[Dataset excerpt]
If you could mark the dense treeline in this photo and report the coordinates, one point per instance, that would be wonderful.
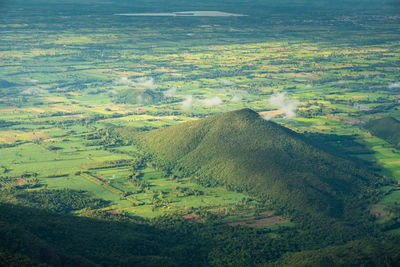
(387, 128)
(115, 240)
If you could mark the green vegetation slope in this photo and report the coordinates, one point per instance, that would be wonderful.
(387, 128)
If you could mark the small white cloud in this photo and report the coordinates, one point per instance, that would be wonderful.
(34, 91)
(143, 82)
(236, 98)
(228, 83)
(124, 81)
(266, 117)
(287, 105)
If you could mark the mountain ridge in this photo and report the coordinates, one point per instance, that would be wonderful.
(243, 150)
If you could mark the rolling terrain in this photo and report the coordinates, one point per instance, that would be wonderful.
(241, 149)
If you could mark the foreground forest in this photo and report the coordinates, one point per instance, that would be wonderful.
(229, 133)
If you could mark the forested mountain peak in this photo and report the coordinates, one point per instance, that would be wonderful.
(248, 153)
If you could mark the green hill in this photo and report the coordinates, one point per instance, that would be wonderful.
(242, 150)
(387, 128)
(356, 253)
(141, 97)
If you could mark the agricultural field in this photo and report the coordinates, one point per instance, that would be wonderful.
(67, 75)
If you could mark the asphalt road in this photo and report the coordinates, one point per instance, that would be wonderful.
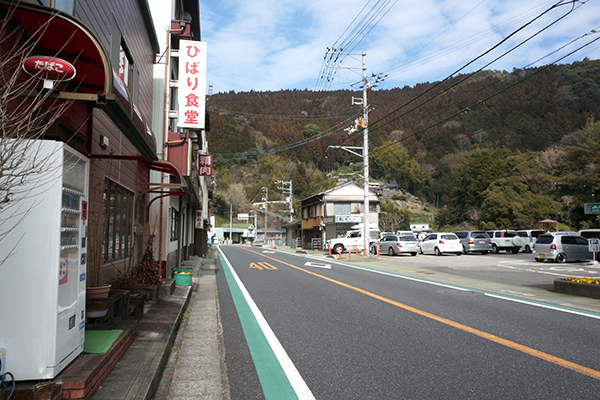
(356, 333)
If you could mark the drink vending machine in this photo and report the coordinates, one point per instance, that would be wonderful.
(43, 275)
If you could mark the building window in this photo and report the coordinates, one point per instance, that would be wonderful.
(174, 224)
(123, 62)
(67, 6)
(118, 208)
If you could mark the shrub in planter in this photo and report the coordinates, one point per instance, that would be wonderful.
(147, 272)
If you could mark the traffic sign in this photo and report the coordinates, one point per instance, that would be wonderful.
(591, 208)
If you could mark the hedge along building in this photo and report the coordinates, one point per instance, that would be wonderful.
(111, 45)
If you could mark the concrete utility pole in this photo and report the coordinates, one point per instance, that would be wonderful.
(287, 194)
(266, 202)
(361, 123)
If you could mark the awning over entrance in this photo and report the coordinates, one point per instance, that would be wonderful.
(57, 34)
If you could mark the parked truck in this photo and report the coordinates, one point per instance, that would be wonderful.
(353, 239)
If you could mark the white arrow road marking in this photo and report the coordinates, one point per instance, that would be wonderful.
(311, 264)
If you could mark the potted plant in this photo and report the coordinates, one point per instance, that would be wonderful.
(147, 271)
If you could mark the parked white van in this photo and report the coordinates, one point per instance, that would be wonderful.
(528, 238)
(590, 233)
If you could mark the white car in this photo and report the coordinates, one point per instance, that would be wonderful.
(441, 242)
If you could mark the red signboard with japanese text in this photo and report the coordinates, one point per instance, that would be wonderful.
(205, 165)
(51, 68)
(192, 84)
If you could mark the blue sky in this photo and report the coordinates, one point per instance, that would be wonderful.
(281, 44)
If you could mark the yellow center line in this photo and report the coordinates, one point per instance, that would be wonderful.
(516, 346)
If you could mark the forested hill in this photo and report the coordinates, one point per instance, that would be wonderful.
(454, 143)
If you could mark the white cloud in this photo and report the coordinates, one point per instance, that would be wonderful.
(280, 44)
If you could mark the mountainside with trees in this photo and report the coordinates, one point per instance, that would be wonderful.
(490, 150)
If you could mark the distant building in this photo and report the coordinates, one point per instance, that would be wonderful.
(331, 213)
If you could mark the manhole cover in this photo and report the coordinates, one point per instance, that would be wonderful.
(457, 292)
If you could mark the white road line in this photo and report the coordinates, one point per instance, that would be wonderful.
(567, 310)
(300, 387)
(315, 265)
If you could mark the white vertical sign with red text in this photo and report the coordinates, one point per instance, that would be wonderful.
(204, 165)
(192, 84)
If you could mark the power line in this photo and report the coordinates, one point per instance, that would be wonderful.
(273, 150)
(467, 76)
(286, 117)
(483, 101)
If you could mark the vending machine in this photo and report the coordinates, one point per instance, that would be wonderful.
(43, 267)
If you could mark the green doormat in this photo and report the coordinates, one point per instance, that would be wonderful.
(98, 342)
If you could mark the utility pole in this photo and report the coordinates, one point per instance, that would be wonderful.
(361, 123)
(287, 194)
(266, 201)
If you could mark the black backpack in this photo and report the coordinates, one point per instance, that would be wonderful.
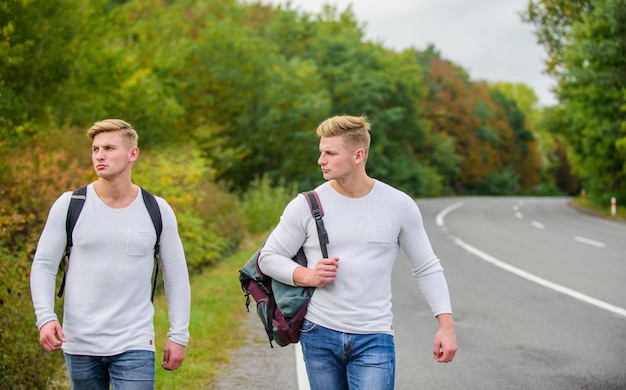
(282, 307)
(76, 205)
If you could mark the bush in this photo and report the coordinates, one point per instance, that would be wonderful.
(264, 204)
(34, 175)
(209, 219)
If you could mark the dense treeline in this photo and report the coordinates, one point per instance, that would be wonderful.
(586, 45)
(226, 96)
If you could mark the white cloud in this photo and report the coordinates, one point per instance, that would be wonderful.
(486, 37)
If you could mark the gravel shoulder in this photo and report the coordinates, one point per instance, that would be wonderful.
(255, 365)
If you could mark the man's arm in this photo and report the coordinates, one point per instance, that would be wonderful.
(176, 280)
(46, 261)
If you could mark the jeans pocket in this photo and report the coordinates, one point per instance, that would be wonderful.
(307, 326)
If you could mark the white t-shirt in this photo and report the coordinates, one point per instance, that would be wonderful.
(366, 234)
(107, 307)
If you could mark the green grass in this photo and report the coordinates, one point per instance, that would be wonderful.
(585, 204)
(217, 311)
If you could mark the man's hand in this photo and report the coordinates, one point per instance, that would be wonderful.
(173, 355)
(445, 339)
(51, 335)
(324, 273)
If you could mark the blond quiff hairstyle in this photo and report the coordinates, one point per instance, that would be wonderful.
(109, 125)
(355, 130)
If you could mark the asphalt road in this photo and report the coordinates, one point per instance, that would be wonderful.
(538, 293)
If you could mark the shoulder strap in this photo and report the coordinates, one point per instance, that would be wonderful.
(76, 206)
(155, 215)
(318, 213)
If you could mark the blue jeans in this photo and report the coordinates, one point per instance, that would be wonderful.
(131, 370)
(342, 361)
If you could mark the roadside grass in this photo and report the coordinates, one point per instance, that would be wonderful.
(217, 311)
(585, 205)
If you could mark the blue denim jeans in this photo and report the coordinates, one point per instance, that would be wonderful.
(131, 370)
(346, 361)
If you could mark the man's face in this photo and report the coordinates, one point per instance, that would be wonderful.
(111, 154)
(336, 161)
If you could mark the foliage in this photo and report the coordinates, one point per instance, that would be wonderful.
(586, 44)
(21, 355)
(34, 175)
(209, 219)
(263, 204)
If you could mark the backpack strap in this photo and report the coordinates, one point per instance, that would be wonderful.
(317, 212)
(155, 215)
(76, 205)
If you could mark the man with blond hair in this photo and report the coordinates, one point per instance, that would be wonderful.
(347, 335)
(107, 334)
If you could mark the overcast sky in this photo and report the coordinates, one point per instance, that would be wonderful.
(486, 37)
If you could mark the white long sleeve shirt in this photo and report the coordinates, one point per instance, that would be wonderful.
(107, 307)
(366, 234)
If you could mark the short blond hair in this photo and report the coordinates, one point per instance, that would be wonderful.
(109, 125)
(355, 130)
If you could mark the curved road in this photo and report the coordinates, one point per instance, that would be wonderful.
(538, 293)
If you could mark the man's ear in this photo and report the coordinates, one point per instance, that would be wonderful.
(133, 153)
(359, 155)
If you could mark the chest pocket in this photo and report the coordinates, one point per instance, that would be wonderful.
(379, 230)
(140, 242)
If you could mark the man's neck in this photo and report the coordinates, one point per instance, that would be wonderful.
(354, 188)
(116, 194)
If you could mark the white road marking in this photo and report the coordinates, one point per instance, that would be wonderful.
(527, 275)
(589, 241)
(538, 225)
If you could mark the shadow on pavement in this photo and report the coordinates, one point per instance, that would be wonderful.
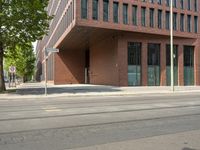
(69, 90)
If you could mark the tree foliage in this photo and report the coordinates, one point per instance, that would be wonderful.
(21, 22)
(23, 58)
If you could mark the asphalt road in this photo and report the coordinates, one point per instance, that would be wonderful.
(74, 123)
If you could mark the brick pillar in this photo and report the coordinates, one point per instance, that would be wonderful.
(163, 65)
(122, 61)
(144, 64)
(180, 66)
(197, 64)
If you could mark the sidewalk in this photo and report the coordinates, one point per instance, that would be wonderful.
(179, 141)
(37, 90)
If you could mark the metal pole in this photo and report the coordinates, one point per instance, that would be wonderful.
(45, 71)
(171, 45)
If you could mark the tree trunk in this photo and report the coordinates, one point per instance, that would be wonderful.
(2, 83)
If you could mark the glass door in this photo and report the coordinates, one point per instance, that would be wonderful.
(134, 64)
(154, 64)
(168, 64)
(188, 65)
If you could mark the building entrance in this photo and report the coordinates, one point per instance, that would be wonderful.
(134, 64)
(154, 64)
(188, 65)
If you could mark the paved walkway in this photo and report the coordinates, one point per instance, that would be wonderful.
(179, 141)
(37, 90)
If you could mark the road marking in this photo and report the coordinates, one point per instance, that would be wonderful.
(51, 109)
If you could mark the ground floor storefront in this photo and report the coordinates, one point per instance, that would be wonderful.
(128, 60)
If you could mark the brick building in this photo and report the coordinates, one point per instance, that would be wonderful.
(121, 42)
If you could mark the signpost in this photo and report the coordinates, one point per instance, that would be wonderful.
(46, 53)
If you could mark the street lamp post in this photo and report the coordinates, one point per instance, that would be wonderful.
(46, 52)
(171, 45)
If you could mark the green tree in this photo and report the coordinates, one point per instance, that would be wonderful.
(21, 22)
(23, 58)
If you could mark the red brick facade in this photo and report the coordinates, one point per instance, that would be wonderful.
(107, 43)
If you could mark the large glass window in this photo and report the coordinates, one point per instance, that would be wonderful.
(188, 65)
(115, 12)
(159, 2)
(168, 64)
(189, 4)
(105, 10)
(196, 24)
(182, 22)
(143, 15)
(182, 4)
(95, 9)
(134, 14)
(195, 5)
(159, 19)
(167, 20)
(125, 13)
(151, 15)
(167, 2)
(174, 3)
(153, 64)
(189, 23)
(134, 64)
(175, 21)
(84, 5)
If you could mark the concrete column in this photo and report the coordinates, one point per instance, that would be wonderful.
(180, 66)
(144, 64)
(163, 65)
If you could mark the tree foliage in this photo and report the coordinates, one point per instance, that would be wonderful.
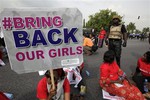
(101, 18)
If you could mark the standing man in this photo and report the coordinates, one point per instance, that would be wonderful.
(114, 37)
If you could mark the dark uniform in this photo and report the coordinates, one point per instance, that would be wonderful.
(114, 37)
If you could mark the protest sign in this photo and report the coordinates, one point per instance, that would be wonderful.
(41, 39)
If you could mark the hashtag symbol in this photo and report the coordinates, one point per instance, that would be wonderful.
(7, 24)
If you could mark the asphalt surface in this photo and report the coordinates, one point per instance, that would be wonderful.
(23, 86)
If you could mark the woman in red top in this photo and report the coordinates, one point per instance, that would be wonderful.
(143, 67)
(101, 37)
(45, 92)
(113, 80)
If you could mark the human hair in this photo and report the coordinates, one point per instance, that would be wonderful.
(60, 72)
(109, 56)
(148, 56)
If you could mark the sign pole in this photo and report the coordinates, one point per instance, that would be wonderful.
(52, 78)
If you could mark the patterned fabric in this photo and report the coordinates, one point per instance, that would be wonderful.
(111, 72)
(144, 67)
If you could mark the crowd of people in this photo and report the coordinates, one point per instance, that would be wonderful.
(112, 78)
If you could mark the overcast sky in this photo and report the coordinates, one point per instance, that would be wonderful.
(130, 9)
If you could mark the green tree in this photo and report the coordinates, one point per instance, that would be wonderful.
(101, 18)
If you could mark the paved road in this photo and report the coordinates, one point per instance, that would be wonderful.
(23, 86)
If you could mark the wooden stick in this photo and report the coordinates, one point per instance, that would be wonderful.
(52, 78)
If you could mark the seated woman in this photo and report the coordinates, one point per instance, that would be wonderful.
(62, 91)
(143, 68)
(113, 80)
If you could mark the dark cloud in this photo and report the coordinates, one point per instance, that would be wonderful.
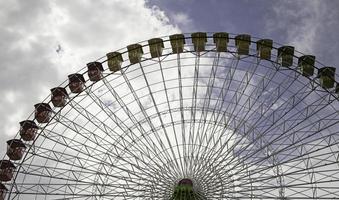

§ Task requirements
Begin with the line that contains "If you could mark the human" and copy every line through the end of the listing, exactly as written, both ends included. Pictures are not part of the copy.

§ Result for this exercise
If you could mark the human hair in this photo and report the coordinates, one point per instance, that would be wonderful.
(60, 72)
(109, 56)
(148, 56)
If you could mark the sign pole in this photo and report the coordinates, one point per instance, that would be wonderful.
(52, 78)
If you could mark the patterned fabric in this photo and report the coordinates, one point per instance, that would be wonderful.
(111, 72)
(144, 67)
If you could mark the crowd of people in this photo and report the coordinates, one point per instance, that would be wonderful.
(112, 78)
If you could mark the overcast sky in this photo and report the coordinates, one point per instance, that would be wonderful.
(130, 9)
If you could mark the green tree in this photo and report the coordinates, one point per instance, that would be wonderful.
(101, 18)
If you could mark the paved road in this photo and report the coordinates, one point per instance, that would be wonderful.
(23, 86)
If you could mark the wooden stick in this photo and report the coordinates, one point per instance, that would be wonderful.
(52, 78)
If you could mark the seated woman in this photo and report the coordinates, one point per instance, that would be wonderful.
(62, 91)
(143, 68)
(113, 80)
If you could mark the dark cloud in this photo and report the coordinates, one point per instance, that would be wonderful.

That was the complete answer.